* Exercise instructions:
A - Can you transcribe the stretch of the smart water metering text from "The options to" through "or interval metering)."?
B - What does the smart water metering text say smart water metering could enable for a customer's household? List every item.

++++ Article

Smart water metering for the water industry will extend beyond the capability of
Automated Meter Reading (AMR). Smart water metering is expected to, as a minimum,
establish more granular - within a day - water usage data, two-way communications
between the water utility and the water meter, and potentially include communications to
the customer. With respect to a customer’s household, smart water metering could enable:
Recording of water consumption within a day;
Remote meter reading on a scheduled and on-demand basis;
Notification of abnormal usage to the customer and/or the water utility;
Control of water consumption devices within a customer’s premise;
Messaging to the customer;
Customised targeting of segments.
The options to be considered for smart water metering are:
Choice of communication to the water authority/water utility and the home;
Choice of consumption data measurement (pulse or interval metering).
Fig. 5. Smart water metering logical architecture.

++++++++
++++ Material provided

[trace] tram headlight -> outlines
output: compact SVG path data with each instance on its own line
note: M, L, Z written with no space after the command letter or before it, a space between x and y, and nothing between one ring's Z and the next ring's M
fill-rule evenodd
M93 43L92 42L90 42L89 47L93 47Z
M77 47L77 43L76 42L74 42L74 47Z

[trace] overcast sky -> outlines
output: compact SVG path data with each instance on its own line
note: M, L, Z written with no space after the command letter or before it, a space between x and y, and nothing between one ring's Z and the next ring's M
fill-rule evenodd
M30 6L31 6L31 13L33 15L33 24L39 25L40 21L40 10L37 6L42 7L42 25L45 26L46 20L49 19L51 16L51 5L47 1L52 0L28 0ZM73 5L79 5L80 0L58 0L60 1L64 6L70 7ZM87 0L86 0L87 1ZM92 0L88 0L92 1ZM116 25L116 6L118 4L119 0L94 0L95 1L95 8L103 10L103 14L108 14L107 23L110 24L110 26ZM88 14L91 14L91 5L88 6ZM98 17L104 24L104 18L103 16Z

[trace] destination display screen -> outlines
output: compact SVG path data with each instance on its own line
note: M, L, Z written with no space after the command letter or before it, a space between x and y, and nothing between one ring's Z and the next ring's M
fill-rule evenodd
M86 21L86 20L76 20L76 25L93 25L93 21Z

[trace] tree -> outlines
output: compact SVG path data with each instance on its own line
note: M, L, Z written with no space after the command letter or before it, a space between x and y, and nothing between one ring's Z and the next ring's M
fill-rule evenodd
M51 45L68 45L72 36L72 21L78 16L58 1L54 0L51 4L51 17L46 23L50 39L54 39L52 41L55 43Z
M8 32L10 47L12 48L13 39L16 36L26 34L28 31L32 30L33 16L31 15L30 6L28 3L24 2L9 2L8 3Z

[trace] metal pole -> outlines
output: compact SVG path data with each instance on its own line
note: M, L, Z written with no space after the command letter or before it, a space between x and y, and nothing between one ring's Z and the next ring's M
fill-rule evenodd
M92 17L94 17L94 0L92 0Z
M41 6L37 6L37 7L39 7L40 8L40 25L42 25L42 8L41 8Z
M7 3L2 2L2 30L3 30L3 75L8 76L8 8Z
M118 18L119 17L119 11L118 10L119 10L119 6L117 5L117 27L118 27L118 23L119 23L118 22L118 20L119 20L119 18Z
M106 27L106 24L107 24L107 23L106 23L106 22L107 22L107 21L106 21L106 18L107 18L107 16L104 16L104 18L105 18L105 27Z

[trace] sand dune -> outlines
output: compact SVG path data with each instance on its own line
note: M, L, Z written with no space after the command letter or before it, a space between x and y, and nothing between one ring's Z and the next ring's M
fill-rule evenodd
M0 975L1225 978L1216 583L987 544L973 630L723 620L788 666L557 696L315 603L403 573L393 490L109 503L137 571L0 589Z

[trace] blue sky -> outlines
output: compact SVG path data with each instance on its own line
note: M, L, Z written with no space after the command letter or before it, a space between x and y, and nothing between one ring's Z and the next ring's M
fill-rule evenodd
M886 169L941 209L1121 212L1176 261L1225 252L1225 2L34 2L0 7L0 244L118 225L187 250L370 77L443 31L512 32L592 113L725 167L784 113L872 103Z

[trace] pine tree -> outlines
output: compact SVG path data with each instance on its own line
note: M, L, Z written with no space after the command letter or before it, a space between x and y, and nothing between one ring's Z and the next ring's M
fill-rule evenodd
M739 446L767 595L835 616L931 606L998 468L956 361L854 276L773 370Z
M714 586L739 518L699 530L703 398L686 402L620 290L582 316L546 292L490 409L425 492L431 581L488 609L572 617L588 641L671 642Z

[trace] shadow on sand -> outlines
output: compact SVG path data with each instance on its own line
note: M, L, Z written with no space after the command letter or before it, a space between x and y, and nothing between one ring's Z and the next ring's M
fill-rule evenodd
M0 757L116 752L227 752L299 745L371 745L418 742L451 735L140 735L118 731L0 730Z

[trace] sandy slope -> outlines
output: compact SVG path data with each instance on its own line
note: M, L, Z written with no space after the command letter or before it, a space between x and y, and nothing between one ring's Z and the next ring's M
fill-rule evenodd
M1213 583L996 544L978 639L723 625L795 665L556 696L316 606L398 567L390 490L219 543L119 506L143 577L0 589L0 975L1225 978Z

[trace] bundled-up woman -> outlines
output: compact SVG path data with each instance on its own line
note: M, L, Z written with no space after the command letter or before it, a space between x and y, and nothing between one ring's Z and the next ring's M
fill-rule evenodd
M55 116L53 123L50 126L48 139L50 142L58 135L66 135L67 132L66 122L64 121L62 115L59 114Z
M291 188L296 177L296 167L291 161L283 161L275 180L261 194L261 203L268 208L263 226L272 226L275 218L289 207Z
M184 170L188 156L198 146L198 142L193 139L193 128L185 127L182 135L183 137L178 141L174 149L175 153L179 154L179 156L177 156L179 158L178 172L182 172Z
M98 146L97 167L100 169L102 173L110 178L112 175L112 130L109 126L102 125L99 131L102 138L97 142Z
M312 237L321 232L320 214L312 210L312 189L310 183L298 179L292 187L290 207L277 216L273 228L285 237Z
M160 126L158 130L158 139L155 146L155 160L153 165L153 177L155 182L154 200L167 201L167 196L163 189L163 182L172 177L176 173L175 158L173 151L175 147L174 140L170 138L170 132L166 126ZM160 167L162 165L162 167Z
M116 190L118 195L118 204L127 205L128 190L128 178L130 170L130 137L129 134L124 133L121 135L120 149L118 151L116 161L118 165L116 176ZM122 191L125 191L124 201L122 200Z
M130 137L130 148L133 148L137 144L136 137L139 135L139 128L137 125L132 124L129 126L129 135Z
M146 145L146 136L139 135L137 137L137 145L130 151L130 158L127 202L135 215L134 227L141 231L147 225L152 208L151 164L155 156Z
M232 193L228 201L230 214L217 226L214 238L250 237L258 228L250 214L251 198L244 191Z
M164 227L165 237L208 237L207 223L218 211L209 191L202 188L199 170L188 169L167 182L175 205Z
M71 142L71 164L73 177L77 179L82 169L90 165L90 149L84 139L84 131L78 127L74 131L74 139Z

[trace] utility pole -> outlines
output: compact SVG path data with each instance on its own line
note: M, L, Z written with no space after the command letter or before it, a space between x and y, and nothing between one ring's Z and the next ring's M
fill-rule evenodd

++++++++

* Answers to the tasks:
A -
The options to be considered for smart water metering are:
Choice of communication to the water authority/water utility and the home;
Choice of consumption data measurement (pulse or interval metering).

B -
- Recording of water consumption within a day
- Remote meter reading on a scheduled and on-demand basis
- Notification of abnormal usage to the customer and/or the water utility
- Control of water consumption devices within a customer's premise
- Messaging to the customer
- Customised targeting of segments